# [MATERIAL FOR THIS EXERCISE]
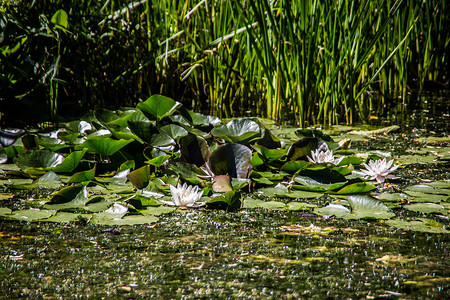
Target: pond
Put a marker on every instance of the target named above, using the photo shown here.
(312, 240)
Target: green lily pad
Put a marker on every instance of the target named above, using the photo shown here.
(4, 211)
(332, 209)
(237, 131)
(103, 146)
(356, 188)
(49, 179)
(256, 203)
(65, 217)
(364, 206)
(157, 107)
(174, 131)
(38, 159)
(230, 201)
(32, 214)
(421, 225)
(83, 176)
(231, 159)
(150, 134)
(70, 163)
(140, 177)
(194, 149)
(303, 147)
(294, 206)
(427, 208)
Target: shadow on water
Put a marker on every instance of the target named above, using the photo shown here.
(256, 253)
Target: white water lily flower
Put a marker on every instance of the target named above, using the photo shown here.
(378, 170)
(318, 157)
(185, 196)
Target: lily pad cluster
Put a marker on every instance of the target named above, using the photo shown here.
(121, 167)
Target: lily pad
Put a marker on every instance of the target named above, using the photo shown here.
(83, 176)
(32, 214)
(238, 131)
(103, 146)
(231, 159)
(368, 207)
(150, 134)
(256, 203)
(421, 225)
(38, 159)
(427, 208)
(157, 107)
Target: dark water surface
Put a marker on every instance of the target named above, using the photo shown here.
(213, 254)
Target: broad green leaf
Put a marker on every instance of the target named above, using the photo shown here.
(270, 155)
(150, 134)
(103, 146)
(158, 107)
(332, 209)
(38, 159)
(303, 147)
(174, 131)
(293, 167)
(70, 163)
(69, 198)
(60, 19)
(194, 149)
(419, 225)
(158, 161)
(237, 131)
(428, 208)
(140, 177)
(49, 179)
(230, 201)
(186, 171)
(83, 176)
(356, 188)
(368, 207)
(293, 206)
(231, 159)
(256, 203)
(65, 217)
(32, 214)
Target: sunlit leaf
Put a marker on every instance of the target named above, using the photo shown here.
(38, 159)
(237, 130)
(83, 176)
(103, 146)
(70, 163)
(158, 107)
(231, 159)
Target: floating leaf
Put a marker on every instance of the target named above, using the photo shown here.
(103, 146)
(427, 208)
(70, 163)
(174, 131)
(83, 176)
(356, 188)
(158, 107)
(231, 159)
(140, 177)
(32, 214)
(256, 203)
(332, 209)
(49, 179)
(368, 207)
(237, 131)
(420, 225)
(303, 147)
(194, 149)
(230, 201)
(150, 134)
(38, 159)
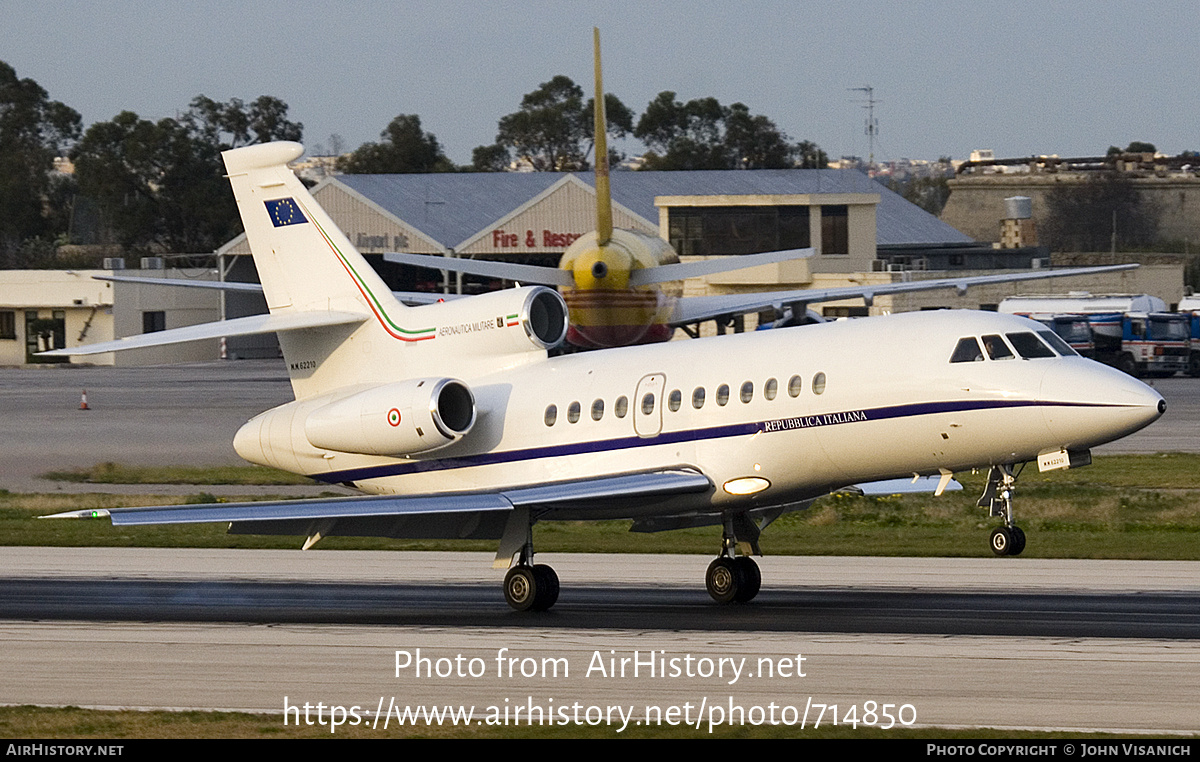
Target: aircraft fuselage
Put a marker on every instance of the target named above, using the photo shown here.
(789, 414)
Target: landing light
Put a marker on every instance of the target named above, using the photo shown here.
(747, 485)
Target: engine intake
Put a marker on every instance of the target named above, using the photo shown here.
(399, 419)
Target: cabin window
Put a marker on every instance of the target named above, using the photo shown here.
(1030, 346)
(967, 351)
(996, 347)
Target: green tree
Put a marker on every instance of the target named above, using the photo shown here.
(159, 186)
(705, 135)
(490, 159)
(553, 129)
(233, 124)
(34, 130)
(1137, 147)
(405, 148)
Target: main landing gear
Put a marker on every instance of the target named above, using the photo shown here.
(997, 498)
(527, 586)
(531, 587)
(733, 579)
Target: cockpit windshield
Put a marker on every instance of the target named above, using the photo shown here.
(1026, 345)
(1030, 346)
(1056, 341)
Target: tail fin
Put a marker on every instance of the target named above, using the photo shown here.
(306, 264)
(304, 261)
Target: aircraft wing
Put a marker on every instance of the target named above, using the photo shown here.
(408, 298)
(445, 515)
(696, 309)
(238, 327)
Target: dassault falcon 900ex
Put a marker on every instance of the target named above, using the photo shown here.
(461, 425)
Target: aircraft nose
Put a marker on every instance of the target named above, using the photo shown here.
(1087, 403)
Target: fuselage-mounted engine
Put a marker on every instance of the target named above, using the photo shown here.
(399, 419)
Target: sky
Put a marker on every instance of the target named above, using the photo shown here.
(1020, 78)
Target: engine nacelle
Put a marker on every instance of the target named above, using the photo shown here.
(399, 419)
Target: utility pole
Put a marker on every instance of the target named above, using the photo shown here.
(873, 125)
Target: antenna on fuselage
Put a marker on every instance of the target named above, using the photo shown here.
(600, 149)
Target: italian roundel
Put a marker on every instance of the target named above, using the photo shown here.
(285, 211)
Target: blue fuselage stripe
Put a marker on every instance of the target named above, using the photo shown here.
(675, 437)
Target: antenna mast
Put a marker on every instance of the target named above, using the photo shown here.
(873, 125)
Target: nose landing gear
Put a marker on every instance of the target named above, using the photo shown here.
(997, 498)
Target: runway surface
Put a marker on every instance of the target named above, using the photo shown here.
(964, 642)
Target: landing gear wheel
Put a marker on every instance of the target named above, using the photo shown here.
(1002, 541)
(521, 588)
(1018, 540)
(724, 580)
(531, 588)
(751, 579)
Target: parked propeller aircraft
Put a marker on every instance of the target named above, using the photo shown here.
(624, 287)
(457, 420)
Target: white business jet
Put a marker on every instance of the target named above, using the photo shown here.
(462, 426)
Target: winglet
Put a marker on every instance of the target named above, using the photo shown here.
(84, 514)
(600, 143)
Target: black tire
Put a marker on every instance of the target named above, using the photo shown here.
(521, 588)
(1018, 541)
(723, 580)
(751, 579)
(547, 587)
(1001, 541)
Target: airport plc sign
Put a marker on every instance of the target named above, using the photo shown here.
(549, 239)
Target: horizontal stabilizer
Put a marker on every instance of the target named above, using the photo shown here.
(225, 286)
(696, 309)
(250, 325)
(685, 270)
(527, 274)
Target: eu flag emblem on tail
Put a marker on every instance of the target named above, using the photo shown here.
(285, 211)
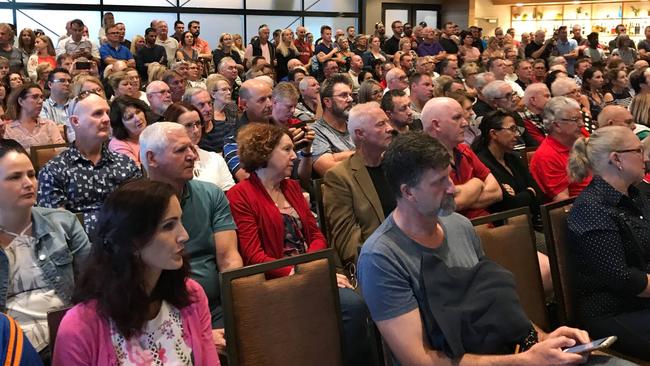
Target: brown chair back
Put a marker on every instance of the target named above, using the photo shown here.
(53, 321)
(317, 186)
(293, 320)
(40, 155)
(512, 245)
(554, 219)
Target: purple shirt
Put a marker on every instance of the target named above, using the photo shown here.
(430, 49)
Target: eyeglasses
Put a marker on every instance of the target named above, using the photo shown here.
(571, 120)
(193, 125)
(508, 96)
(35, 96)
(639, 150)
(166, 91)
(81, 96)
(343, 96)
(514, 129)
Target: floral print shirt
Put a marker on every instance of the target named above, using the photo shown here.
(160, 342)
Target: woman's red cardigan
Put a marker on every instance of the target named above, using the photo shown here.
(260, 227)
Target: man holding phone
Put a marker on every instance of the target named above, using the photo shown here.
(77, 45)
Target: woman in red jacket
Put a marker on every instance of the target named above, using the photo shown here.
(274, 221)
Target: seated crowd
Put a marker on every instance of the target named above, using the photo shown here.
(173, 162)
* * *
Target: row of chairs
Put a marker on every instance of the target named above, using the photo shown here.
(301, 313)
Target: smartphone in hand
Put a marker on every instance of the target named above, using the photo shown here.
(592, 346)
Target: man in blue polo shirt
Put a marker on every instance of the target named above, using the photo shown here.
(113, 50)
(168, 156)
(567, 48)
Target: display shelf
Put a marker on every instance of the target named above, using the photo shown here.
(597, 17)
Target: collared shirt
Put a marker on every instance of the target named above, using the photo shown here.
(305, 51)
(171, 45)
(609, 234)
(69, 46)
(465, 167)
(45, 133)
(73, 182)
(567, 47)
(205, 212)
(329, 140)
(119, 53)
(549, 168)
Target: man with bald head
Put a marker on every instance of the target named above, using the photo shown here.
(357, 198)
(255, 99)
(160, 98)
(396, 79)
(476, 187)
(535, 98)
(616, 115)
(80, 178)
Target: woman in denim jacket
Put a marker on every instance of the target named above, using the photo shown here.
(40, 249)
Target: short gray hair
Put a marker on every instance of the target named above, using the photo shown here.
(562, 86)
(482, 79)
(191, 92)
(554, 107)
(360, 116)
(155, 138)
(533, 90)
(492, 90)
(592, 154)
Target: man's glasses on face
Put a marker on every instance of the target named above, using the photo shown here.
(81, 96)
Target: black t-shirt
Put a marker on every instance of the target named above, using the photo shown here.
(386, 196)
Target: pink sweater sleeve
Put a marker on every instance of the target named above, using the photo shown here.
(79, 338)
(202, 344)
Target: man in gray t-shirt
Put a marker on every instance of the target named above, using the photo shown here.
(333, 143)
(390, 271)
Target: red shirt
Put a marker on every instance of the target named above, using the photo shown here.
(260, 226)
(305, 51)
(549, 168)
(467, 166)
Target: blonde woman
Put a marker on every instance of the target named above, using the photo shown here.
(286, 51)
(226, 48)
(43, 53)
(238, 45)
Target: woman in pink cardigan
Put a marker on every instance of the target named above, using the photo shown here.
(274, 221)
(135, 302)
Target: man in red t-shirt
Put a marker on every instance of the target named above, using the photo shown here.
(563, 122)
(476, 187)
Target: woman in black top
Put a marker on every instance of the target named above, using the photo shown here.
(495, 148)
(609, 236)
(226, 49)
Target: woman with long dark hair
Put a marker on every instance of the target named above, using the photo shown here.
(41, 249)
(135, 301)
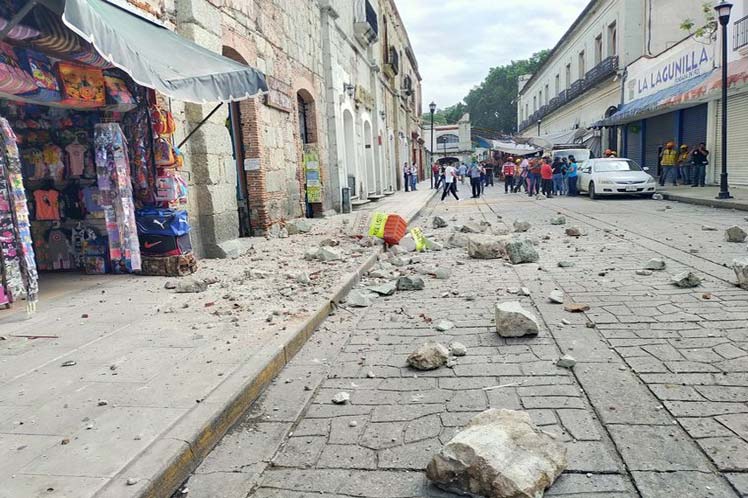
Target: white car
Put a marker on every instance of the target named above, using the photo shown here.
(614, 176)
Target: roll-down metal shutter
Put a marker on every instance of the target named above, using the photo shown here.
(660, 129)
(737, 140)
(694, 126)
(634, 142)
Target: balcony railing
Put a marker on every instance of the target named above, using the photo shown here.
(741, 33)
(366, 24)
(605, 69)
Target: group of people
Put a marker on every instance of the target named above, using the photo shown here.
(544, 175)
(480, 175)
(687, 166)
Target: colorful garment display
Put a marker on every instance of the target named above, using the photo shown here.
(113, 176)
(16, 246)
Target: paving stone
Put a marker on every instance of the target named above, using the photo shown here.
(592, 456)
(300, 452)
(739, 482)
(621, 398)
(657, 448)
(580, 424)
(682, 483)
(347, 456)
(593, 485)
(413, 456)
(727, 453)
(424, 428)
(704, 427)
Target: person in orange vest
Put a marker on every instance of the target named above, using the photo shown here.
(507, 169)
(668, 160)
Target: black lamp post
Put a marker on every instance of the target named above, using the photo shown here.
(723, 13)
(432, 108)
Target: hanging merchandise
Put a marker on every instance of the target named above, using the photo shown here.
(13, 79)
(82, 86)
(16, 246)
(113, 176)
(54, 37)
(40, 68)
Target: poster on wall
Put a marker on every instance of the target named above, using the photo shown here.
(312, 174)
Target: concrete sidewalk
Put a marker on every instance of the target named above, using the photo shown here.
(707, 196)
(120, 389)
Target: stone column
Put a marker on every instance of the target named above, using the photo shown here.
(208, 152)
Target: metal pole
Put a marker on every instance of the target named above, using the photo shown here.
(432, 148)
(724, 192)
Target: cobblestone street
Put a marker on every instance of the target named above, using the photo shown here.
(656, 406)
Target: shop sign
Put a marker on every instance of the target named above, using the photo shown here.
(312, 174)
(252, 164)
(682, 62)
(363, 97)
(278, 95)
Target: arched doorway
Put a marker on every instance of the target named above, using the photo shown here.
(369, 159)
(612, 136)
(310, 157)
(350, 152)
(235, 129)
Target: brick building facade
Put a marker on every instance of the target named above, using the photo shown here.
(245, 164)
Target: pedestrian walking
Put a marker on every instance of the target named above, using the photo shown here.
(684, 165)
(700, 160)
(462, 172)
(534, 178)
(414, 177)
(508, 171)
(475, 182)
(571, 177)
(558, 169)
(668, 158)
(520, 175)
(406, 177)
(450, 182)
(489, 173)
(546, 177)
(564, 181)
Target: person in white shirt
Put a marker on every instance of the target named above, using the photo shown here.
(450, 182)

# [WHAT IS BEING ASKED]
Report each line of the material above that contains the word "lily", copying every such line in full. The match is case-sensitive.

# [WRITTEN SOLUTION]
Target: green lily pad
Target: white water lily flower
Target: lily pad cluster
Target: lily pad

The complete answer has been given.